(Given instruction A) Copy the records below exactly, from their first line up to and including the line with "183,218,219,256".

(Document)
** Begin **
Tuesday, September 05, 2006

Braised Pork Picnic (half) Shoulder

We had always seen those huge, 14lb. Pork Picnic Shoulders at various supermarkets and marvelled over their sheer size. However, operating as a two-person team (most of the time) has always steered us towards the pork butts and smaller cuts. Sure, we probably could have asked the butcher to cut one for us, but... we didn't.

Then we discoverd the half picnic shoulder - a wonderful invention of bone-in pork shoulder, but only half the size! And at only ~$1/pound, we were dancing (as a certain Brit would say). We deposited a 6lb half shoulder in our shopping cart - along with some carrots, onion, celery, and garlic - and headed home. After paying for it all, of course.

But what to DO with our picnic shoulder? Roast it? Would come out dry, for sure. Grill it? A good option (sear, then move to one side and keep the other side on low), but again we were afraid of the meat drying out. What is the obvious choice for a cheap cut of meat that ideally could cook slowly for a couple hours and not get dried out? To braise, naturallement!

To braise means to sear and then simmer for a long period of time, either on the stove top or in the oven. The searing was accomplished after removing some of the fat and a large hunk of skin that made up one side of the shoulder, giving the shoulder a light canola oil rub and then a cover of kosher salt and cracked pepper. Additionally, we made several slits in the meat and inserted sliced garlic into the slits... this paid off big time! Introduce shoulder to hot canola oil in a hot enameled cast iron dutch oven and sear for a minute or two per side. Then, out she comes, a wipe down of the pan with paper towels (using tongs) and in with some fresh canola oil and then onions (1 medium), chopped up celery (this is for flavor, not necessarily consumption), and a couple leftover slivers of garlic.
** End **
(The input)
** Begin **
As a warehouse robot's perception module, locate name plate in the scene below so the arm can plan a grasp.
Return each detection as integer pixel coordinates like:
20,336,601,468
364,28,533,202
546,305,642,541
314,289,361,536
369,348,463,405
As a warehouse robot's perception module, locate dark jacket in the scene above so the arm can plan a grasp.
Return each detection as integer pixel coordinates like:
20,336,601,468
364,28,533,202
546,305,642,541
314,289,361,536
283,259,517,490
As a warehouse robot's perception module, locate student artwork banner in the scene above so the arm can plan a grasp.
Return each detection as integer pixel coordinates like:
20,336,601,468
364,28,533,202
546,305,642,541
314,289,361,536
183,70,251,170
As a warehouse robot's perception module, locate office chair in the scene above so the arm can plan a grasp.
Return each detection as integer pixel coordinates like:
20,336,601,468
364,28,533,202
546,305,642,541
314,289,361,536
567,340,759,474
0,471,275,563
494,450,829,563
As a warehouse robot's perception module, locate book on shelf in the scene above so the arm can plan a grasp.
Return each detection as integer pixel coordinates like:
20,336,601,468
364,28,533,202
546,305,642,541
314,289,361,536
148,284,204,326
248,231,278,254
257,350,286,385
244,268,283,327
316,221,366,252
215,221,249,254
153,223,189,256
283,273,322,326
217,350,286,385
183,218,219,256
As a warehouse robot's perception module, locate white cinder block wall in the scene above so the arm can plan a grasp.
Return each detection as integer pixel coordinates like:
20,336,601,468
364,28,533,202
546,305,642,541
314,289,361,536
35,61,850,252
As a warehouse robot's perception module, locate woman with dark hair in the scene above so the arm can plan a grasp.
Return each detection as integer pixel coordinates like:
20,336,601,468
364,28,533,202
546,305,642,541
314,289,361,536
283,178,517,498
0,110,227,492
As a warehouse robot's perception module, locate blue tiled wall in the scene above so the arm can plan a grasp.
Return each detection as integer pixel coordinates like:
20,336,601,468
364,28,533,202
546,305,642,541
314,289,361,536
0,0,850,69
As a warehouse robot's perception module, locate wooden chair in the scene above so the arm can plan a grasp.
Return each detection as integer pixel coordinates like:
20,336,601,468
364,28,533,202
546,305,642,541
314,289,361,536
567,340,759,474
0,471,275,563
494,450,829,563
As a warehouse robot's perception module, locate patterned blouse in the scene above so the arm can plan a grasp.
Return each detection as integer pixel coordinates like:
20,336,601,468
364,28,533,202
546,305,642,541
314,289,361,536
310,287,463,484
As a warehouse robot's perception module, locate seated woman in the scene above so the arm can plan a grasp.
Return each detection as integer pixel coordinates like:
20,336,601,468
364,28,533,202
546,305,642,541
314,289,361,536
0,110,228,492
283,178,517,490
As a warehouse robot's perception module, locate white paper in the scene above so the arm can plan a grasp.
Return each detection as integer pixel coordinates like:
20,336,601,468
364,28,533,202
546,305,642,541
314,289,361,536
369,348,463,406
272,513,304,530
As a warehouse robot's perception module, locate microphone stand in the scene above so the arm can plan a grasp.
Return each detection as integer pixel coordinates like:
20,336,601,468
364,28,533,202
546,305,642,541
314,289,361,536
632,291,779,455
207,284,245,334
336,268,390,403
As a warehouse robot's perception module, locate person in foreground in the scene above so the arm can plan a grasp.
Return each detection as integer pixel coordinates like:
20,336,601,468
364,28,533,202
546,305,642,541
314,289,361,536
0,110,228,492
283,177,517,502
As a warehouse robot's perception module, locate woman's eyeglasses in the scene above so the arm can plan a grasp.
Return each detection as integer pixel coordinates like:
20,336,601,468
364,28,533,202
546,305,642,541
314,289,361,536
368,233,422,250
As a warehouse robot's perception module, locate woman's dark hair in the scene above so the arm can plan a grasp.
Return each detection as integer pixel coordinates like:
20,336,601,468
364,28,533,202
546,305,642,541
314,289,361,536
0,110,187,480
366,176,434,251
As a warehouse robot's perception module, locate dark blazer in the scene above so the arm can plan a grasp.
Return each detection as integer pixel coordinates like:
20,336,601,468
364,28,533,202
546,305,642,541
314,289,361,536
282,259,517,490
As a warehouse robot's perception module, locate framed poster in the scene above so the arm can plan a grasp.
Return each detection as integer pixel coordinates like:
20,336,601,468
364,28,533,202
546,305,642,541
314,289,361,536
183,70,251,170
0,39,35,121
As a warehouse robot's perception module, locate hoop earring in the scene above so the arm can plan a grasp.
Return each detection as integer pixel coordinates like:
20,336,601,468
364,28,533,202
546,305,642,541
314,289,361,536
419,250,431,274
** End **
(Given instruction B) Repeat the part of the braised pork shoulder post from "Braised Pork Picnic" up to and including "but... we didn't." word for word.

(Final answer A)
As a warehouse robot's perception module, locate name plate in the scene below so the arm can plan a grasp.
Return each detection as integer pixel coordinates like:
20,336,601,468
364,28,533,202
546,305,642,541
314,289,361,536
369,348,463,405
As a warehouse robot's perception module, locate dark jacket in the scene above so the arm can plan a grasp.
Return each detection as integer pixel coordinates like:
20,336,601,468
364,28,533,202
546,305,642,541
314,289,361,536
283,259,517,490
As a warehouse robot's perception module, locate student artwork banner in the scene above so the arm can plan a grasp.
Return each detection as integer pixel coordinates like:
20,336,601,468
364,28,533,202
546,305,642,541
314,289,361,536
183,70,251,170
As a warehouse robot's perception module, locate office chair in the scene above so the arm can plan a grasp.
Return each detection as integer pixel coordinates like:
20,336,601,468
364,28,533,202
546,305,642,541
314,289,361,536
567,340,759,474
0,471,275,563
494,450,829,563
As a warehouse robot's perception module, locate book on shelf in the scene above so the arm can plan a grasp.
Return each detection as integer pixel coordinates like:
20,336,601,468
364,28,533,202
546,305,642,541
314,289,361,536
148,284,204,326
248,231,278,254
257,350,286,385
244,268,283,327
316,221,366,252
215,221,249,254
153,223,189,256
283,273,322,326
217,350,286,385
183,218,219,256

(Final answer B)
Braised Pork Picnic (half) Shoulder

We had always seen those huge, 14lb. Pork Picnic Shoulders at various supermarkets and marvelled over their sheer size. However, operating as a two-person team (most of the time) has always steered us towards the pork butts and smaller cuts. Sure, we probably could have asked the butcher to cut one for us, but... we didn't.